The problem: Set down precisely the lines from the line with "Indicate the dried" through the end of the material, inclusive, and no pictures.

--- start Input rows ---

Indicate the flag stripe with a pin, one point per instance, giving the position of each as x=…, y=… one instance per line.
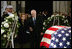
x=49, y=32
x=53, y=29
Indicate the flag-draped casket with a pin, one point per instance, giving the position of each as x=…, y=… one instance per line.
x=56, y=37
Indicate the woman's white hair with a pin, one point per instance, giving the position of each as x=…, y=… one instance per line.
x=32, y=11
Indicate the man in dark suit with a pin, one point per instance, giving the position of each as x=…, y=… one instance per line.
x=7, y=12
x=35, y=27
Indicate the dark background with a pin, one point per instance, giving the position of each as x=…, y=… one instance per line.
x=39, y=6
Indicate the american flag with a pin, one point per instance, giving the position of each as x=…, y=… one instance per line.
x=57, y=37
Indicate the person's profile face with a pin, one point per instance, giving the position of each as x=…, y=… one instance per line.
x=33, y=13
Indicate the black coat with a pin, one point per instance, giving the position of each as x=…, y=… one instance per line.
x=3, y=16
x=37, y=28
x=22, y=36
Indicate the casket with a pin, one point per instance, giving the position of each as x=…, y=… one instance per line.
x=56, y=37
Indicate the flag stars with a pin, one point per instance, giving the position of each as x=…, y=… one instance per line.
x=64, y=39
x=69, y=31
x=62, y=31
x=65, y=47
x=67, y=34
x=52, y=44
x=57, y=40
x=53, y=38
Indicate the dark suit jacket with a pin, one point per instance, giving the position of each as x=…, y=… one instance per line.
x=37, y=28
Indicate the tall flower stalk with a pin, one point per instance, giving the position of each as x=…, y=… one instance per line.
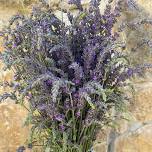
x=71, y=75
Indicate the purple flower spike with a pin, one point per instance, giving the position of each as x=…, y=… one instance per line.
x=59, y=117
x=78, y=114
x=48, y=82
x=61, y=127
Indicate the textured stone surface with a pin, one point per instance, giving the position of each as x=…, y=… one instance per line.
x=12, y=132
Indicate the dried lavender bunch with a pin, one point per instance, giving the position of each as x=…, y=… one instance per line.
x=72, y=75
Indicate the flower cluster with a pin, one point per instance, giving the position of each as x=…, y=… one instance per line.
x=71, y=75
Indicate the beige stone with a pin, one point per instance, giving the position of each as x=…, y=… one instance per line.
x=12, y=132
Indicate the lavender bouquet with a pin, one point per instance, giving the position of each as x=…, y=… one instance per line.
x=72, y=75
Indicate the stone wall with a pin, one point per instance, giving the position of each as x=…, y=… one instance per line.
x=132, y=136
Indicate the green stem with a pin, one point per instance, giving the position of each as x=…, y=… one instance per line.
x=73, y=118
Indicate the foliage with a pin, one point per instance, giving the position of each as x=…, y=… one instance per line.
x=72, y=75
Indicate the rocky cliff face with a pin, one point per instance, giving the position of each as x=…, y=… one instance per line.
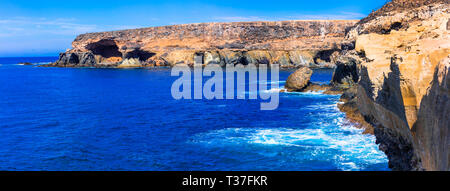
x=401, y=59
x=288, y=43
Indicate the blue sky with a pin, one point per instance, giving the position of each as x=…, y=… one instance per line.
x=47, y=27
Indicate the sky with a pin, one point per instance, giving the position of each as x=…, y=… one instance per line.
x=47, y=27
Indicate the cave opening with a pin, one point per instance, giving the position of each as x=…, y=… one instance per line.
x=105, y=48
x=140, y=54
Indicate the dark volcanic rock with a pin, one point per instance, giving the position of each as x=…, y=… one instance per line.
x=299, y=80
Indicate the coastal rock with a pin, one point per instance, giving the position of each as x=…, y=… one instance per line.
x=299, y=80
x=401, y=55
x=287, y=43
x=25, y=64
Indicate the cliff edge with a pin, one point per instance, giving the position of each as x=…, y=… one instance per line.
x=288, y=43
x=400, y=73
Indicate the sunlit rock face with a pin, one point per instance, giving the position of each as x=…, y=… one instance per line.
x=403, y=64
x=287, y=43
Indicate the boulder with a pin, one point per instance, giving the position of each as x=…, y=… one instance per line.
x=299, y=80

--- end Input rows ---

Output for this task:
Indicate the dried lavender bunch with a pin, one point per instance, giving the position of each as x=…, y=… one instance per line.
x=72, y=75
Indicate the flower cluster with a pin, one point per instance, giving the position of each as x=…, y=… one instance per line.
x=71, y=75
Indicate the beige stone with a pin, one point per instance, giving the position of each as x=…, y=… one instance per line.
x=12, y=132
Indicate the lavender bouquet with a pin, one point per instance, giving the position of each as x=…, y=… one instance per line.
x=72, y=75
Indicate the stone wall with a pin, one point per instance, giving the position of each as x=…, y=… one instance per line.
x=132, y=136
Indicate the green stem with a pin, one point per instance, giving the position of each as x=…, y=… one instance per line.
x=73, y=118
Indicate the foliage with a pin, one point per instance, giving the position of each as x=…, y=… one instance per line.
x=72, y=75
Indicate the rocky cliff face with a pin, one point per instance, giving the position of each as x=…, y=… one instance per line.
x=401, y=59
x=288, y=43
Indicate the blue sky with a pin, one point per instance, giving the position of each as x=…, y=… one instance per line.
x=47, y=27
Indicate the sky with a pin, one point per instance, giving the position of each as x=…, y=… one instance per line.
x=47, y=27
Indicate the cave opening with a pin, one point per instance, giving the position of each as x=…, y=… one instance per line.
x=105, y=48
x=140, y=54
Indicate the dark volcanic rock with a pin, one point per instance, giving the position of each as x=…, y=… one instance per line.
x=299, y=80
Indicate the coastal rock with a pin, one point per instance, giving the position of each as x=…, y=… one instance per line.
x=299, y=80
x=401, y=55
x=287, y=43
x=25, y=64
Indicate the cliff edge with a pin, one point per instance, giving the position of each as x=…, y=… one instance per line.
x=288, y=43
x=400, y=73
Indicate the sunlit rock face with a pin, one point per instance, giving the position of each as x=…, y=… one instance per line.
x=403, y=64
x=287, y=43
Indicate the boulder with a pin, one point per instance, giving the position of each as x=…, y=… one instance per line.
x=299, y=80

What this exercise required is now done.